-- Document excerpt follows --

During the first decade of the 21st century, the club was able to promote several levels to reach the highest provincial level, where it was joined in 2011 by R.F.C. Evere with which the club merged in 2012 to form Crossing Schaerbeek Evere and continued with the matricule number 4070, with the matricule of Evere (410) voided. The name of the new club is a reference to a former club from the neighbourhood: Royal Crossing Club de Schaerbeek, which used to play at the highest level of Belgian football but after several relegations had relocated to Elewijt during the 1980s. The newly formed club started to play at the Crossing Stadium close to the Josaphat Park in Schaerbeek. Just one season later in 2013, the club name was shortened to Crossing Schaerbeek.

-- Document excerpt concluded --

-- Work instructions --
A: Answer these questions using the passage on Crossing Schaerbeek's history:
(i) Which club merged with it in 2012?
(ii) To which place had Royal Crossing Club de Schaerbeek relocated during the 1980s?
(iii) In which year was the club name shortened to Crossing Schaerbeek?
B: Extend the passage on Crossing Schaerbeek's history with a few sentences that follow on from its final sentence.

-- Dataset entries follows --

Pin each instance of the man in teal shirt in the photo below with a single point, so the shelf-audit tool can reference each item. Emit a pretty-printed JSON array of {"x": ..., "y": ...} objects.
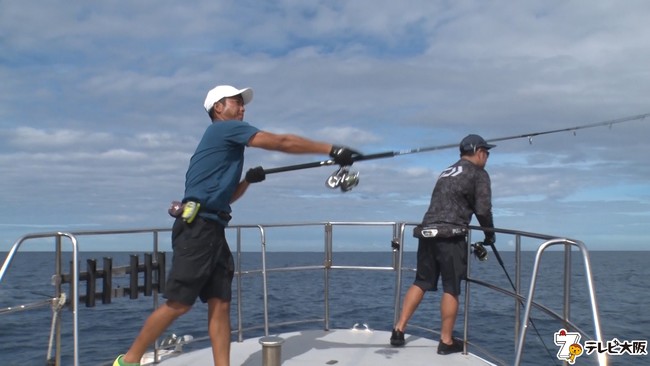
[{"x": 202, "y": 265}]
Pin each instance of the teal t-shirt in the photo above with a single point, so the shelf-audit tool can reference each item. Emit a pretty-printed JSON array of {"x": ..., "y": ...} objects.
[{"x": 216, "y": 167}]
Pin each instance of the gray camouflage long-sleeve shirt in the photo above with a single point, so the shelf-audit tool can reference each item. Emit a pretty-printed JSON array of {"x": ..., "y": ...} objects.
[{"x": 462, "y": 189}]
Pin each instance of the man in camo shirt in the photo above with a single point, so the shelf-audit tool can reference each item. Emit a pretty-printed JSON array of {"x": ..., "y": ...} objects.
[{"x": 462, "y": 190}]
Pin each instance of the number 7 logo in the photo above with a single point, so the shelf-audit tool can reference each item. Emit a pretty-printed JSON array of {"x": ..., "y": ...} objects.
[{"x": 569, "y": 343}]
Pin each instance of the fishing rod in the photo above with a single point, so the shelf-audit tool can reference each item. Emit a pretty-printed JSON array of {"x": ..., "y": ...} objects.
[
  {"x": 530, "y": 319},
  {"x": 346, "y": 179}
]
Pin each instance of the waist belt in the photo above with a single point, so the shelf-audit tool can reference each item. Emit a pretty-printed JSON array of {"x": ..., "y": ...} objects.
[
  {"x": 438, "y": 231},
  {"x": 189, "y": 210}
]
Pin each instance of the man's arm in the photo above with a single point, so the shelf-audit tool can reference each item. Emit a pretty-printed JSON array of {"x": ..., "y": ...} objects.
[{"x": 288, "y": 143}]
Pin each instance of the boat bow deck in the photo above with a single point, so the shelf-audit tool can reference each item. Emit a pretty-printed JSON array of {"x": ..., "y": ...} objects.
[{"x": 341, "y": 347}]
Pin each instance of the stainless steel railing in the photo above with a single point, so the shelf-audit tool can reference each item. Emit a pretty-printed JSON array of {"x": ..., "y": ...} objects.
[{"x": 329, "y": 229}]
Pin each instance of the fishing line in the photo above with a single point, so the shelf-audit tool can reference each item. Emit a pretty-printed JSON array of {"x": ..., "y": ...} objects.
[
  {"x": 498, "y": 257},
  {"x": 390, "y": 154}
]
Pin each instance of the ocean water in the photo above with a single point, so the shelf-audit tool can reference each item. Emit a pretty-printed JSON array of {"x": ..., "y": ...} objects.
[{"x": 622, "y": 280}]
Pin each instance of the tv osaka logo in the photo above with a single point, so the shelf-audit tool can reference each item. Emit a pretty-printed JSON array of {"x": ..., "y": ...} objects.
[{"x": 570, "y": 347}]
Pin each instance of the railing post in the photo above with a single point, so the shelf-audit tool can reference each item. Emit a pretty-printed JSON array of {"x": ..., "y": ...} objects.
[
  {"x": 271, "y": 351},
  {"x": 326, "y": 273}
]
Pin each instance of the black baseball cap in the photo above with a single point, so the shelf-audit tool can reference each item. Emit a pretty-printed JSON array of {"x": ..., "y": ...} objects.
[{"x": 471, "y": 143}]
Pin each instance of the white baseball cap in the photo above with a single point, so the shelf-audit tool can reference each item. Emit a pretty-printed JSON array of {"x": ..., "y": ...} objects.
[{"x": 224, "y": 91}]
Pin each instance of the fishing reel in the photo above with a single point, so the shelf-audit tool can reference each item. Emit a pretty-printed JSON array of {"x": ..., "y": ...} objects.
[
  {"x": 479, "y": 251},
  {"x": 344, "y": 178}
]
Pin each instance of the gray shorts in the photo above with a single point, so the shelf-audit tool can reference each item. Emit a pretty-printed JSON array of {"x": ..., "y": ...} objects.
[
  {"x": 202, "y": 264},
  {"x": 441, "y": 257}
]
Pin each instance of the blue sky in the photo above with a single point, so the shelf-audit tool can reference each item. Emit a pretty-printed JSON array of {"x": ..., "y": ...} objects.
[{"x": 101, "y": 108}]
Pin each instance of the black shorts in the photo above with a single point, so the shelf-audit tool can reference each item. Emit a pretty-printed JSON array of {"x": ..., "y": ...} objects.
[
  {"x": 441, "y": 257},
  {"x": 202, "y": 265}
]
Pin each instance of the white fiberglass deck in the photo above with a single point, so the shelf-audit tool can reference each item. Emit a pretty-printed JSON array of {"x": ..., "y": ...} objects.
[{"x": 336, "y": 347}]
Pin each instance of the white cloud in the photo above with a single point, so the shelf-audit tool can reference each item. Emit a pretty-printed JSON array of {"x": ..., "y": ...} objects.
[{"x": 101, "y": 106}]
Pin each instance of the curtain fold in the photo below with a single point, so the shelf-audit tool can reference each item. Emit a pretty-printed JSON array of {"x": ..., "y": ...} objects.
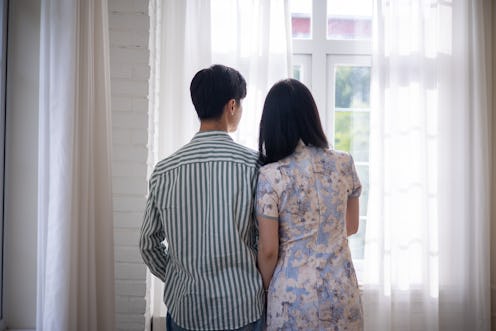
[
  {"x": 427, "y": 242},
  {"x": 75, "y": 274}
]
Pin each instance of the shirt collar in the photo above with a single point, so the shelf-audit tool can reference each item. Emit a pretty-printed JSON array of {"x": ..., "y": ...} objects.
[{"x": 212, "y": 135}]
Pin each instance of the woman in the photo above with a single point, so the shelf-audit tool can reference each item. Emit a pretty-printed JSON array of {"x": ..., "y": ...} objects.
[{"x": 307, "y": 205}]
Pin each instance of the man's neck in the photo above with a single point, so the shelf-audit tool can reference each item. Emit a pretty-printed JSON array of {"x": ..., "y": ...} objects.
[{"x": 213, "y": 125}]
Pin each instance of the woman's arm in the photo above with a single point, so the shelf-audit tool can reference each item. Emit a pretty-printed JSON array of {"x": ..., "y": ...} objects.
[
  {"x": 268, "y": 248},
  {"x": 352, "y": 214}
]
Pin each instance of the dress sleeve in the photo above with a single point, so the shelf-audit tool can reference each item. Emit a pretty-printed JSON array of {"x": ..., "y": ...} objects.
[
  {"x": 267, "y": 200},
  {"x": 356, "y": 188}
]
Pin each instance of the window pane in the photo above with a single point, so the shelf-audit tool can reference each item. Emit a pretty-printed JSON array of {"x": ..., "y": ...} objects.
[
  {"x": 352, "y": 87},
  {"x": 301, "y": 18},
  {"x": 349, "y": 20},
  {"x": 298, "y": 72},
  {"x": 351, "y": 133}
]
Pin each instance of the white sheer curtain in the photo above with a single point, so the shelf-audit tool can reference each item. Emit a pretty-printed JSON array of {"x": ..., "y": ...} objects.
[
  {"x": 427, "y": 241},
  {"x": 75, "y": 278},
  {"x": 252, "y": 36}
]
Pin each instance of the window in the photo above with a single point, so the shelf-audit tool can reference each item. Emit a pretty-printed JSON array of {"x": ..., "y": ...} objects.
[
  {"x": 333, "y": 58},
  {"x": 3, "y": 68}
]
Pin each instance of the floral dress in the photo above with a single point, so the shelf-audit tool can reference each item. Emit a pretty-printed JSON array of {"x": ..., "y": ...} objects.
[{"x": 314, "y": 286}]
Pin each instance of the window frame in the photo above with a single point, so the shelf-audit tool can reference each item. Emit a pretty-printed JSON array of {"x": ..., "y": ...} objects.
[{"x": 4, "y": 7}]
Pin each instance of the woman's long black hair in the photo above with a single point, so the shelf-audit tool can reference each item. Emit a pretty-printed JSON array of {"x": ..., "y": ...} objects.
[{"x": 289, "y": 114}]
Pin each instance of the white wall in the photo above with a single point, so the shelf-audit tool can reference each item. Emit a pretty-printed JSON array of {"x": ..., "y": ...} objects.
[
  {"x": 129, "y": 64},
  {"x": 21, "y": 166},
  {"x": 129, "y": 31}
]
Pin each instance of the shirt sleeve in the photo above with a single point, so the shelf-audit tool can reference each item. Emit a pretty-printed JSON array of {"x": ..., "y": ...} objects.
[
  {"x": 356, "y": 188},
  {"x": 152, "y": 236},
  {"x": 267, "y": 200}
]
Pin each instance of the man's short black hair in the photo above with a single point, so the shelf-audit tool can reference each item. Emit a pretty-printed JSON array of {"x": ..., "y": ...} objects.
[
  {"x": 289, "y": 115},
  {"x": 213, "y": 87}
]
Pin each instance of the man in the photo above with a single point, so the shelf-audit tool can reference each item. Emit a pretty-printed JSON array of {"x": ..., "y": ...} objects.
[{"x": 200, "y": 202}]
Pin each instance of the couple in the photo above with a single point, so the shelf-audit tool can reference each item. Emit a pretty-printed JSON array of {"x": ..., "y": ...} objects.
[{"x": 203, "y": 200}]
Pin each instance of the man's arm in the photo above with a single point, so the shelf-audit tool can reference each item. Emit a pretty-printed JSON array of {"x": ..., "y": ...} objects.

-- Dataset entries concluded --

-- Responses to the tasks --
A:
(i) R.F.C. Evere
(ii) Elewijt
(iii) 2013

B:
In recent years the club has had several successes: in 2020 it became provincial champions in a season that was ended prematurely due to the Covid pandemic, thereby entering the national level. A league reform was introduced that year however, which involved inserting a new division at the third level and pushing all divisions one level down. This meant that while the club now played at the national level, it was still playing at level five in the Belgian football pyramid. At this lowest national level, the club then spent four seasons before achieving back-to-back promotions in 2024 (via play-offs) and 2025 (champions) to end up at level three, the highest non-professional level in Belgium.